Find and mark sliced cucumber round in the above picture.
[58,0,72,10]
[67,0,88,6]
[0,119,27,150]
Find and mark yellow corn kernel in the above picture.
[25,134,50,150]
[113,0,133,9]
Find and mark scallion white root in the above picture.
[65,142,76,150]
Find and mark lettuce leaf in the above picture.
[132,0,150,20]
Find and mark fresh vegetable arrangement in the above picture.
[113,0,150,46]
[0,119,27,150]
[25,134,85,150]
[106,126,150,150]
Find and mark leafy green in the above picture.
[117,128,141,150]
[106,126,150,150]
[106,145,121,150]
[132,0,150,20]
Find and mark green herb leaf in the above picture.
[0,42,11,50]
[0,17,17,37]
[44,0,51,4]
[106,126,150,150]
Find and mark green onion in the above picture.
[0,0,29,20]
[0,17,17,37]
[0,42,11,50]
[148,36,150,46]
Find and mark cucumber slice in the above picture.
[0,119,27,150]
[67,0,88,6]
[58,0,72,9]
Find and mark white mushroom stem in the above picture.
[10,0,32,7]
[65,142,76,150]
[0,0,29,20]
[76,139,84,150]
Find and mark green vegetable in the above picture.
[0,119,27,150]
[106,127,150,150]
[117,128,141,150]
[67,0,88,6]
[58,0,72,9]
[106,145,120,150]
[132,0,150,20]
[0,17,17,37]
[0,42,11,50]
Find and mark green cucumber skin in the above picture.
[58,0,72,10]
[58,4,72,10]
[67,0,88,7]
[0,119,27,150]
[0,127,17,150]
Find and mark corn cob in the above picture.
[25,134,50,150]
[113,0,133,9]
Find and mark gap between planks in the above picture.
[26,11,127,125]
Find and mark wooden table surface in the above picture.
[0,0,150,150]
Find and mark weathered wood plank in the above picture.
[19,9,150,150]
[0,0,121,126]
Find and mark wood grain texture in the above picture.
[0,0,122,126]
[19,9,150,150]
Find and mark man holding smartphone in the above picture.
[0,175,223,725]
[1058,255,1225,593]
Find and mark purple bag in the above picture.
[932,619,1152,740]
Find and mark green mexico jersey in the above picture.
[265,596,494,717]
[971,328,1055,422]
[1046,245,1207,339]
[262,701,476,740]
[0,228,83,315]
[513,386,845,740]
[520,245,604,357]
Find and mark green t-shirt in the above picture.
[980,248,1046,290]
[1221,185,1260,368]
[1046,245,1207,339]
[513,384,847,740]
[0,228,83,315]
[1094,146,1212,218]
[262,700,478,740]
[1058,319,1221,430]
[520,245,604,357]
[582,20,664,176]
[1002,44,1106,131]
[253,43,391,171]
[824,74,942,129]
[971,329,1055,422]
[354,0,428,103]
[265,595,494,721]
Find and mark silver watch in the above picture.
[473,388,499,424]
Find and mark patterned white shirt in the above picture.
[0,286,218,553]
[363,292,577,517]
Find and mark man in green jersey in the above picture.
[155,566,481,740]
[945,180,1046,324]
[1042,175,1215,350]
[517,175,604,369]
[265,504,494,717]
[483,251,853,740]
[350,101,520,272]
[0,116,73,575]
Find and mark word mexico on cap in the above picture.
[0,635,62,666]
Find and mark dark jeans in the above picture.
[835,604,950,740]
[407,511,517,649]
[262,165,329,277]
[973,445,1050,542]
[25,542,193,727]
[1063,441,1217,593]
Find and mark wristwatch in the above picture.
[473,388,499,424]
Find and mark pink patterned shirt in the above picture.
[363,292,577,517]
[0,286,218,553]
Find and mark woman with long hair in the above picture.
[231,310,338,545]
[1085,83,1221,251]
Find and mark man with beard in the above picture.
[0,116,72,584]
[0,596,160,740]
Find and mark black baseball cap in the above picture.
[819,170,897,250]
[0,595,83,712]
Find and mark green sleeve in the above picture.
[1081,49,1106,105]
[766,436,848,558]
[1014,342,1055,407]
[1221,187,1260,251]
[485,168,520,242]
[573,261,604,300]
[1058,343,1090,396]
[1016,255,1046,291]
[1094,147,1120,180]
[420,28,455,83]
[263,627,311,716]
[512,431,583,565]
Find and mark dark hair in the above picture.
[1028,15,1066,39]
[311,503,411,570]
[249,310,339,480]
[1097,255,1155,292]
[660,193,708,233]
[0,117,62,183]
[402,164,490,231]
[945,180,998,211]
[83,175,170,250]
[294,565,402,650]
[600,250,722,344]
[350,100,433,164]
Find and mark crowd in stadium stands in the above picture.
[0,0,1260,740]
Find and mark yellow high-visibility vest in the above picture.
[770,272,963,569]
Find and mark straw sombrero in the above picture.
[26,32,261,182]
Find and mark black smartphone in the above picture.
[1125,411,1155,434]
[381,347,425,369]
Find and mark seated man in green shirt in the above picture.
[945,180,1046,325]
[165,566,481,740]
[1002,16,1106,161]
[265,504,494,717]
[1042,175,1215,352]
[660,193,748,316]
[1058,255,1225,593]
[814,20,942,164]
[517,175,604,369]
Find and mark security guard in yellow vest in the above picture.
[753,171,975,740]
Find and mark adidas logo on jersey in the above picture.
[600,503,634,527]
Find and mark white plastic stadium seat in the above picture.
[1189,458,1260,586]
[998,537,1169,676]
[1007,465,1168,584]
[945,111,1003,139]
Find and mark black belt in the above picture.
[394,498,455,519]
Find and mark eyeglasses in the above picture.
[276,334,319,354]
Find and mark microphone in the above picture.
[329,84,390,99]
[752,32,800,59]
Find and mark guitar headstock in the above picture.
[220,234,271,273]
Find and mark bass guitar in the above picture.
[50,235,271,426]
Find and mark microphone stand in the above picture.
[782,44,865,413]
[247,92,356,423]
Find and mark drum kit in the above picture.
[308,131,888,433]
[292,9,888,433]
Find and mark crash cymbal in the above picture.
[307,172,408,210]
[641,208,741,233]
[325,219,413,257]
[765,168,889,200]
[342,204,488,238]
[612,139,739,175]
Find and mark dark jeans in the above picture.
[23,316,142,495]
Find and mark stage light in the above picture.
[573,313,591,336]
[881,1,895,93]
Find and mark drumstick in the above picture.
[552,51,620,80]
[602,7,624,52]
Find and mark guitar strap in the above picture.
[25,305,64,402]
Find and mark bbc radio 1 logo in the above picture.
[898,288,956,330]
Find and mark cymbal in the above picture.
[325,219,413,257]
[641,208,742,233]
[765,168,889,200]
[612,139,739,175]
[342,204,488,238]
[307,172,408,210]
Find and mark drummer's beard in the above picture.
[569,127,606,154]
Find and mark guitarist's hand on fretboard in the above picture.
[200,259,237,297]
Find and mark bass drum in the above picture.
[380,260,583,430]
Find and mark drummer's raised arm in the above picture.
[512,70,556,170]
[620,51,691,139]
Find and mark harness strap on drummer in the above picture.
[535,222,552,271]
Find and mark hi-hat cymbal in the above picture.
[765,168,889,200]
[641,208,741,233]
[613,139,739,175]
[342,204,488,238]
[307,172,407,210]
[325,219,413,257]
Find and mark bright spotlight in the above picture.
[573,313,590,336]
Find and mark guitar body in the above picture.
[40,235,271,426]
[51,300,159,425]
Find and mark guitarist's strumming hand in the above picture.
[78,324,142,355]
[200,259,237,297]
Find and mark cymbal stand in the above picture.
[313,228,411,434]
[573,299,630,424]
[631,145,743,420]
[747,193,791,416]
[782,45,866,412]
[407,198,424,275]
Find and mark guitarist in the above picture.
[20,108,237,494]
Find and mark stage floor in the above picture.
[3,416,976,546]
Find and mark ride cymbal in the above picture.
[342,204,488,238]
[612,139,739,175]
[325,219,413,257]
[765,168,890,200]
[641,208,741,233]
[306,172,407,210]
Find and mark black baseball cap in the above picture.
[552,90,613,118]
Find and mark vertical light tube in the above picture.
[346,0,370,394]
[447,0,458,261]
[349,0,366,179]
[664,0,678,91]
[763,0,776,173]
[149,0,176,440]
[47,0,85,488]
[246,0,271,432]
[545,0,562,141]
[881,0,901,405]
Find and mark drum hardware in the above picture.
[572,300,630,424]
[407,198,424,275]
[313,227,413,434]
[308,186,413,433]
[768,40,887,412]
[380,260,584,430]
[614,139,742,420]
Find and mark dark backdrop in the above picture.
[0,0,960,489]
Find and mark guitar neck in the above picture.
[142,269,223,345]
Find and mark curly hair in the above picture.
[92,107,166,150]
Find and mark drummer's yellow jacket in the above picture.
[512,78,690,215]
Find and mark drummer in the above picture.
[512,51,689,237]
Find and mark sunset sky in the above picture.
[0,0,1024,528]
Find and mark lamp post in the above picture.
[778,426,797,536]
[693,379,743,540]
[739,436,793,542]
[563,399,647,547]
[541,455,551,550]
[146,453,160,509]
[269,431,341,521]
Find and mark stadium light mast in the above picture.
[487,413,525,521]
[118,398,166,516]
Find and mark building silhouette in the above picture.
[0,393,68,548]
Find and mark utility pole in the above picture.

_Set task:_ The answer consists only of the lines from the one containing "Find and mark guitarist in the above picture." to the end of the records, each written out exactly.

_Correct result:_
Find and mark guitarist in the above picture.
[20,108,237,494]
Find and mark stage floor in the above picture.
[3,416,976,546]
Find and mark ride cymbal in the above picture.
[342,204,488,238]
[612,139,739,175]
[325,219,413,257]
[765,168,890,200]
[641,208,741,233]
[306,172,407,210]
Find and mark black baseball cap in the above picture.
[552,90,613,118]
Find and mark vertical light tube in the above picture.
[346,0,370,394]
[447,0,458,261]
[349,0,366,179]
[664,0,678,91]
[763,0,776,173]
[149,0,176,440]
[47,0,85,488]
[246,0,271,432]
[545,0,562,141]
[881,0,901,405]
Find and mark drum hardware in the above picture.
[572,300,630,424]
[407,198,424,275]
[313,227,413,434]
[308,186,413,433]
[768,40,887,412]
[380,260,584,430]
[614,139,742,420]
Find and mark dark backdrop in the above picture.
[0,0,960,489]
Find and mark guitar neck in the above picture.
[142,269,223,345]
Find and mark curly hair in the above picture.
[92,107,166,150]
Find and mark drummer's yellow jacket in the above picture.
[512,78,690,215]
Find and mark drummer in the above picture.
[512,51,689,237]
Find and mark sunset sky in the above picture.
[0,0,1024,528]
Find and mark lamp post in the above picture.
[778,426,797,536]
[693,379,743,540]
[739,436,793,542]
[563,399,647,547]
[541,455,551,550]
[146,453,160,509]
[269,431,341,521]
Find and mark stadium light mast in the above picture.
[487,413,525,521]
[118,398,166,516]
Find and mark building silhouette in the above picture.
[0,393,68,548]
Find and mark utility pole in the above picture.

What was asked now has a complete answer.